§ The task
Gather every line in the items below that contains the string "rocking". The match is case-sensitive.

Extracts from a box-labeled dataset
%%

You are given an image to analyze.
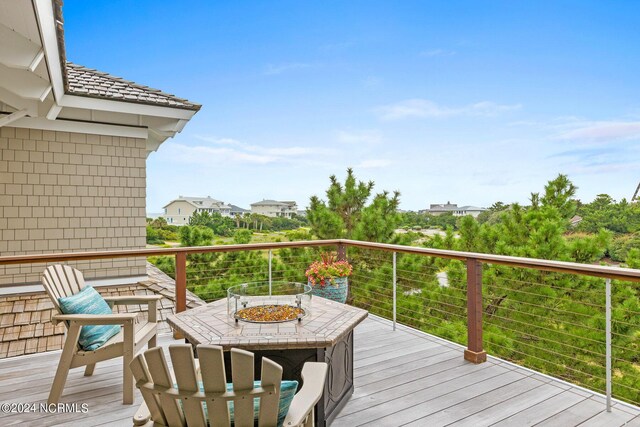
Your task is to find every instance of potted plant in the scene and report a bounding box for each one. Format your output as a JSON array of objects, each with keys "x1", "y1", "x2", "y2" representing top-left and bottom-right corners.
[{"x1": 305, "y1": 252, "x2": 353, "y2": 304}]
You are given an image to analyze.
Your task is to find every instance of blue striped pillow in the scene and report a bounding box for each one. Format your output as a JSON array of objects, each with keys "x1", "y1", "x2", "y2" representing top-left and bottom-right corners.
[{"x1": 58, "y1": 286, "x2": 120, "y2": 351}]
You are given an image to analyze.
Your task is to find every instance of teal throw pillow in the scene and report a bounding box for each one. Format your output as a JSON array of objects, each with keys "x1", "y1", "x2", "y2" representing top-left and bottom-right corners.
[{"x1": 58, "y1": 286, "x2": 120, "y2": 351}]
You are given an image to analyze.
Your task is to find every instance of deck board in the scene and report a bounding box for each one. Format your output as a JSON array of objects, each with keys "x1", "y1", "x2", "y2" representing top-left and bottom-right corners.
[{"x1": 0, "y1": 316, "x2": 640, "y2": 427}]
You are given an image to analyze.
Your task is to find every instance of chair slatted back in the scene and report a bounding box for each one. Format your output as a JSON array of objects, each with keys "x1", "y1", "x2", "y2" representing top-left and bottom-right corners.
[
  {"x1": 42, "y1": 264, "x2": 84, "y2": 313},
  {"x1": 131, "y1": 344, "x2": 282, "y2": 427}
]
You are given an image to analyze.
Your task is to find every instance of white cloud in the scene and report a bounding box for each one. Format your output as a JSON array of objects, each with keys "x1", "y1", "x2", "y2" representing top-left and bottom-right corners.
[
  {"x1": 557, "y1": 121, "x2": 640, "y2": 142},
  {"x1": 376, "y1": 98, "x2": 521, "y2": 120},
  {"x1": 171, "y1": 144, "x2": 278, "y2": 165},
  {"x1": 338, "y1": 129, "x2": 382, "y2": 144},
  {"x1": 264, "y1": 62, "x2": 313, "y2": 76},
  {"x1": 354, "y1": 159, "x2": 391, "y2": 169},
  {"x1": 362, "y1": 76, "x2": 382, "y2": 89},
  {"x1": 420, "y1": 49, "x2": 457, "y2": 58},
  {"x1": 174, "y1": 135, "x2": 333, "y2": 164}
]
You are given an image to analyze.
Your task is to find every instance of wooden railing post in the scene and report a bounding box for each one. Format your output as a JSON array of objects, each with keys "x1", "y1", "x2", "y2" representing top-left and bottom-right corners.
[
  {"x1": 173, "y1": 252, "x2": 187, "y2": 339},
  {"x1": 464, "y1": 258, "x2": 487, "y2": 363}
]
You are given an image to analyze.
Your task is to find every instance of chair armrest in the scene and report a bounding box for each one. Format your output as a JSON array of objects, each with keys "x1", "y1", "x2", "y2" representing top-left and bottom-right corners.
[
  {"x1": 104, "y1": 295, "x2": 163, "y2": 305},
  {"x1": 283, "y1": 362, "x2": 329, "y2": 426},
  {"x1": 51, "y1": 313, "x2": 138, "y2": 326}
]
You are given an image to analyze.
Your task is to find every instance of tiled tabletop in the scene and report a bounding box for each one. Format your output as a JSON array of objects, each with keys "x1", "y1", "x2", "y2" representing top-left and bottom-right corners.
[{"x1": 167, "y1": 296, "x2": 368, "y2": 350}]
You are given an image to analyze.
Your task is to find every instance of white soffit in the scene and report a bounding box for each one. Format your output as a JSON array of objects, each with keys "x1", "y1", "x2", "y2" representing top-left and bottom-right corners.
[{"x1": 0, "y1": 0, "x2": 197, "y2": 145}]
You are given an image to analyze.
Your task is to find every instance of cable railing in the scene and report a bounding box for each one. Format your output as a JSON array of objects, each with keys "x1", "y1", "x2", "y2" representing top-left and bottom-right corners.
[{"x1": 0, "y1": 239, "x2": 640, "y2": 410}]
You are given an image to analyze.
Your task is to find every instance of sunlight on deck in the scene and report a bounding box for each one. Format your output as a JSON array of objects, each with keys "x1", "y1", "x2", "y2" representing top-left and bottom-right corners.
[{"x1": 0, "y1": 316, "x2": 640, "y2": 427}]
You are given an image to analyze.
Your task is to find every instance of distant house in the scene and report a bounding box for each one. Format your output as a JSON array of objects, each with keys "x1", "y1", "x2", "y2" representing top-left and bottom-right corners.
[
  {"x1": 162, "y1": 196, "x2": 238, "y2": 225},
  {"x1": 251, "y1": 200, "x2": 298, "y2": 218},
  {"x1": 419, "y1": 202, "x2": 486, "y2": 218},
  {"x1": 569, "y1": 215, "x2": 582, "y2": 227},
  {"x1": 229, "y1": 205, "x2": 251, "y2": 216}
]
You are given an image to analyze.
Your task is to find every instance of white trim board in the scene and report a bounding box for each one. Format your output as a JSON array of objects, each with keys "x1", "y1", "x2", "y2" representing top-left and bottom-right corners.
[
  {"x1": 33, "y1": 0, "x2": 64, "y2": 102},
  {"x1": 58, "y1": 94, "x2": 197, "y2": 120},
  {"x1": 0, "y1": 275, "x2": 149, "y2": 296},
  {"x1": 11, "y1": 117, "x2": 149, "y2": 139}
]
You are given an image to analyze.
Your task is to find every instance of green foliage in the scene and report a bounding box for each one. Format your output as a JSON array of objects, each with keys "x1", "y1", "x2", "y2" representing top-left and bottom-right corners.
[
  {"x1": 609, "y1": 232, "x2": 640, "y2": 262},
  {"x1": 577, "y1": 194, "x2": 640, "y2": 233},
  {"x1": 307, "y1": 168, "x2": 400, "y2": 242},
  {"x1": 233, "y1": 229, "x2": 253, "y2": 245}
]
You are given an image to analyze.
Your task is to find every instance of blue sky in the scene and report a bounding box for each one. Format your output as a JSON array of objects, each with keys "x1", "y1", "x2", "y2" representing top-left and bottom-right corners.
[{"x1": 63, "y1": 0, "x2": 640, "y2": 212}]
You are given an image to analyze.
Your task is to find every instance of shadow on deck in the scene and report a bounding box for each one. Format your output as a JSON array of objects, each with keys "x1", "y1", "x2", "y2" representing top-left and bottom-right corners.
[{"x1": 0, "y1": 316, "x2": 640, "y2": 427}]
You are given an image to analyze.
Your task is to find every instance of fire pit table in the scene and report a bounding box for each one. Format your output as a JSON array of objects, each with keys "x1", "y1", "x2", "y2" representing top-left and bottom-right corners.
[{"x1": 167, "y1": 284, "x2": 368, "y2": 426}]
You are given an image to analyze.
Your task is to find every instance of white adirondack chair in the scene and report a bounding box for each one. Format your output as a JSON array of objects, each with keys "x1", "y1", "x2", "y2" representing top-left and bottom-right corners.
[
  {"x1": 131, "y1": 344, "x2": 328, "y2": 427},
  {"x1": 42, "y1": 265, "x2": 162, "y2": 404}
]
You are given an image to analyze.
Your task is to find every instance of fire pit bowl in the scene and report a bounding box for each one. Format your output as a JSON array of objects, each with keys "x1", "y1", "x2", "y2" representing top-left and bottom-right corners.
[{"x1": 227, "y1": 282, "x2": 311, "y2": 323}]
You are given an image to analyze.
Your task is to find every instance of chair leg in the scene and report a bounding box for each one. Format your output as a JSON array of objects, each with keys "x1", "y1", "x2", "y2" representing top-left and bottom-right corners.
[
  {"x1": 122, "y1": 322, "x2": 134, "y2": 405},
  {"x1": 84, "y1": 363, "x2": 96, "y2": 377},
  {"x1": 47, "y1": 324, "x2": 80, "y2": 404}
]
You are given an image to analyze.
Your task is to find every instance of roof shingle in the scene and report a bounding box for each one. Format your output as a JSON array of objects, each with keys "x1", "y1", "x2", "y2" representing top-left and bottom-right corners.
[{"x1": 65, "y1": 61, "x2": 201, "y2": 111}]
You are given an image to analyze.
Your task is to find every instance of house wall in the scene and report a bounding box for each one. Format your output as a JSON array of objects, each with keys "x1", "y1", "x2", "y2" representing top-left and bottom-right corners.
[
  {"x1": 251, "y1": 205, "x2": 297, "y2": 218},
  {"x1": 162, "y1": 200, "x2": 196, "y2": 225},
  {"x1": 251, "y1": 205, "x2": 280, "y2": 216},
  {"x1": 0, "y1": 127, "x2": 146, "y2": 285}
]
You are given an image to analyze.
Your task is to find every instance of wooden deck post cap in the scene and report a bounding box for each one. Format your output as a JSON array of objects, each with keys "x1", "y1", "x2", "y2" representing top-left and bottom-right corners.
[{"x1": 464, "y1": 350, "x2": 487, "y2": 363}]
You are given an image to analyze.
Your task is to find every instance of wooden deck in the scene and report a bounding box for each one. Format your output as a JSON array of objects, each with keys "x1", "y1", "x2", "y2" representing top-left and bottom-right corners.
[{"x1": 0, "y1": 316, "x2": 640, "y2": 427}]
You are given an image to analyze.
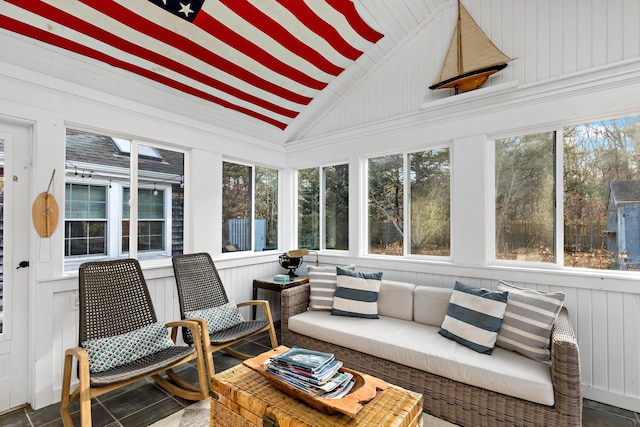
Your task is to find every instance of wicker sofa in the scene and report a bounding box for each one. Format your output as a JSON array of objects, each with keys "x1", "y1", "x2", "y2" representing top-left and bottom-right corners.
[{"x1": 281, "y1": 280, "x2": 582, "y2": 427}]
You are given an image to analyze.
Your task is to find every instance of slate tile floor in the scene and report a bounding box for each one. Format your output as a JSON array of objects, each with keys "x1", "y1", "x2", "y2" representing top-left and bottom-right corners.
[{"x1": 0, "y1": 324, "x2": 640, "y2": 427}]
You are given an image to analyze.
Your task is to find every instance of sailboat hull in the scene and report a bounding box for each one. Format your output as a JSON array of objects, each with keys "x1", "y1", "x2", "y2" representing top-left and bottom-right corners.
[{"x1": 429, "y1": 64, "x2": 507, "y2": 93}]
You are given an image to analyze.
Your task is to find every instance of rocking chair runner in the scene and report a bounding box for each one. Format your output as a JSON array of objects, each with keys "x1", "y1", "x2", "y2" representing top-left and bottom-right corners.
[
  {"x1": 60, "y1": 259, "x2": 209, "y2": 426},
  {"x1": 173, "y1": 252, "x2": 278, "y2": 375}
]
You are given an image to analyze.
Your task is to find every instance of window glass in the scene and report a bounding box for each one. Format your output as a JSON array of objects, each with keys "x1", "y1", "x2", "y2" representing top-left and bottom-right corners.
[
  {"x1": 254, "y1": 166, "x2": 278, "y2": 251},
  {"x1": 495, "y1": 132, "x2": 555, "y2": 262},
  {"x1": 368, "y1": 154, "x2": 404, "y2": 255},
  {"x1": 298, "y1": 168, "x2": 320, "y2": 250},
  {"x1": 64, "y1": 183, "x2": 107, "y2": 257},
  {"x1": 563, "y1": 116, "x2": 640, "y2": 270},
  {"x1": 409, "y1": 148, "x2": 451, "y2": 256},
  {"x1": 65, "y1": 129, "x2": 185, "y2": 270},
  {"x1": 222, "y1": 162, "x2": 253, "y2": 252},
  {"x1": 322, "y1": 164, "x2": 349, "y2": 250}
]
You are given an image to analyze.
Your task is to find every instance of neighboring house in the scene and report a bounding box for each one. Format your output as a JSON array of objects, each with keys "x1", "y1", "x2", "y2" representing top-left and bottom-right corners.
[
  {"x1": 64, "y1": 129, "x2": 184, "y2": 269},
  {"x1": 607, "y1": 180, "x2": 640, "y2": 270}
]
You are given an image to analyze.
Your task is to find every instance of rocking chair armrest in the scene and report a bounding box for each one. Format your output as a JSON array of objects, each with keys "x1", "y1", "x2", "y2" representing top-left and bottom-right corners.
[
  {"x1": 236, "y1": 299, "x2": 269, "y2": 308},
  {"x1": 64, "y1": 346, "x2": 89, "y2": 369},
  {"x1": 165, "y1": 319, "x2": 209, "y2": 346}
]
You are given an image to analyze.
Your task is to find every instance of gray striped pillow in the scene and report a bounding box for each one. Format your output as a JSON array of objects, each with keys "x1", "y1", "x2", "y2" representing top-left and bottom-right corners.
[
  {"x1": 307, "y1": 264, "x2": 356, "y2": 310},
  {"x1": 438, "y1": 282, "x2": 507, "y2": 354},
  {"x1": 496, "y1": 281, "x2": 566, "y2": 363},
  {"x1": 331, "y1": 267, "x2": 382, "y2": 319}
]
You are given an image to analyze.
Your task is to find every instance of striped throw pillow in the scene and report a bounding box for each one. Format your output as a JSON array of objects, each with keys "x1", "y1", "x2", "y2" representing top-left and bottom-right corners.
[
  {"x1": 496, "y1": 281, "x2": 566, "y2": 363},
  {"x1": 307, "y1": 264, "x2": 356, "y2": 310},
  {"x1": 331, "y1": 267, "x2": 382, "y2": 319},
  {"x1": 438, "y1": 282, "x2": 507, "y2": 354}
]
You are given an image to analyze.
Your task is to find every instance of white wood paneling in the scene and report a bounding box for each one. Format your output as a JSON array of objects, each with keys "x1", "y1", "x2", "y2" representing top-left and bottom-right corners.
[{"x1": 298, "y1": 0, "x2": 640, "y2": 139}]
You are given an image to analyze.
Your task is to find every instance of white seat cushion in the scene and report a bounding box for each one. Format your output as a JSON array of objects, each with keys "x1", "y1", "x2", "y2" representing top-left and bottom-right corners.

%%

§ Reply to the exercise
Your task is to find every instance of rocking chair runner in the scene and report a bounding box for each one. Format your output as a JSON array of objects, each with keys "x1", "y1", "x2", "y2" representing top-left and bottom-right corners.
Your task is to find every instance of rocking chair armrest in the scene and report a bounding box for each one. Format your output as a JSON array of objects, each with keys "x1", "y1", "x2", "y2" representing top-left and bottom-right corners.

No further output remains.